**Selected extract:**
+ + + + +

?> Towards high-fidelity web analytics - introducing Snowplow's innovative new event validation capabilities | Snowplow
Snowplow Outperforms GA4 in GigaOm Comparative Evaluation.
Read More
  1. Home
  2. Blog
  3. Inside The Plow
Inside the plow

Towards high-fidelity web analytics – introducing Snowplow's innovative new event validation capabilities

A key goal of the Snowplow project is enabling high-fidelity analytics for businesses running Snowplow.

What do we mean by high-fidelity analytics? Simply put, high-fidelity analytics means Snowplow faithfully recording all customer events in a rich, granular, non-lossy and unopinionated way.

This data is incredibly valuable: it enables companies to better understand their customers and develop and tailor products and services to them. Ensuring that the data is high fidelity is essential to ensuring that any operational and strategic decision making that’s made on the basis of that data is sound. Guaranteeing data fidelity is not a sexy topic. But it’s an important one.

Surprisingly, ensuring your data is high fidelity is not something that is enforced by other analytics products.

+ + + + +

**Dataset content:**
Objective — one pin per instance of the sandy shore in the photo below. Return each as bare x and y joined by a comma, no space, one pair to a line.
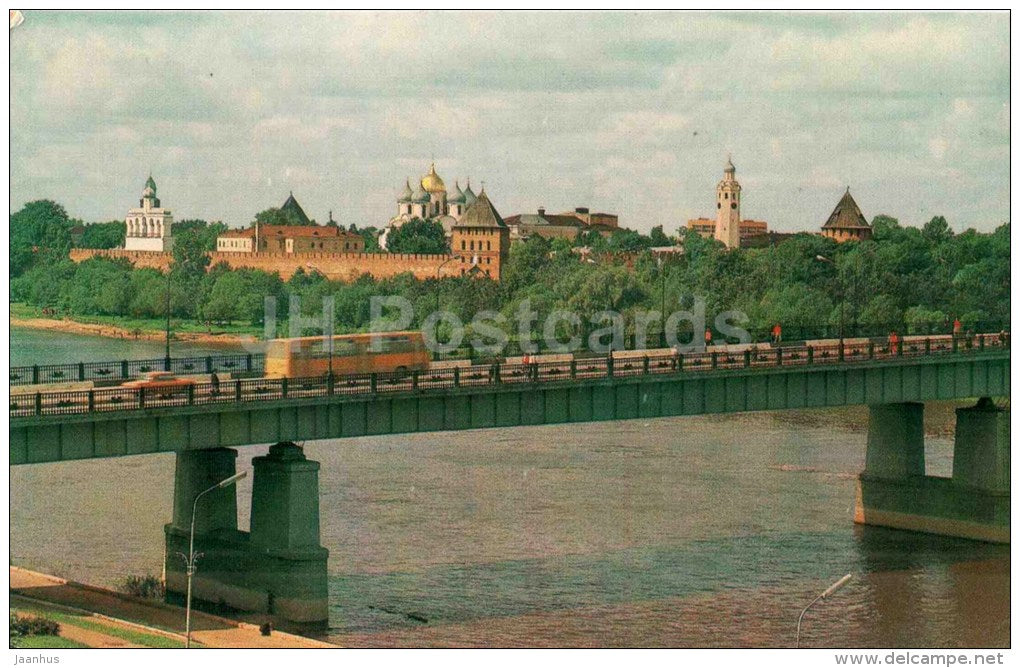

+ + + + +

**To be done:**
[1] In the Snowplow post on high-fidelity analytics, how does the post define high-fidelity analytics?
[2] Extend the Snowplow post on high-fidelity analytics, picking up right after its last sentence.

**Task-by-task outputs:**
[1] It means Snowplow faithfully recording all customer events in a rich, granular, non-lossy and unopinionated way.

[2]
high-fidelity

Why is Snowplow so unusual in aiming for high-fidelity analytics? Most often, analytics vendors sacrifice the goal of high-fidelity data at the altar of these three compromises:

  1. Premature aggregation – when the data store gets too large, or the reports take too long to generate, it’s tempting to perform the aggregation and roll-up of the raw event data earlier, sometimes even at the point of collection. Of course this offers a huge potential performance boost to the tool, but at the cost of a huge degree of customer data fidelity
  2. Ignoring bad news – the nature of event data means that often incomplete, corrupted or plain wrong data is sent in to the analytics tool by the event trackers. Handling bad event data is complicated (let’s go shopping!). Instead of dealing with the complexity, most analytics packages just throw the bad data away silently; this is why tag audit companies like ObservePoint exist
  3. Being over-opinionated – customer analytics is full of challenging questions which need answering before you can analyse the data: do I track users by their first-party cookie, third-party cookie, business ID and/or IP address? Do I use the server clock, or the user’s clock to log the event time? When does a user session start and end? Because these questions can be difficult to answer, most analytics tools don’t ask them: instead they take an opinionated view of the “right answer” and silently enforce that view through their event collection, storage and analysis. By the time users realize that the logic enforced is one that does not work for their business, they are already tied to that vendor and the imperfect data set they have created with that vendor to date.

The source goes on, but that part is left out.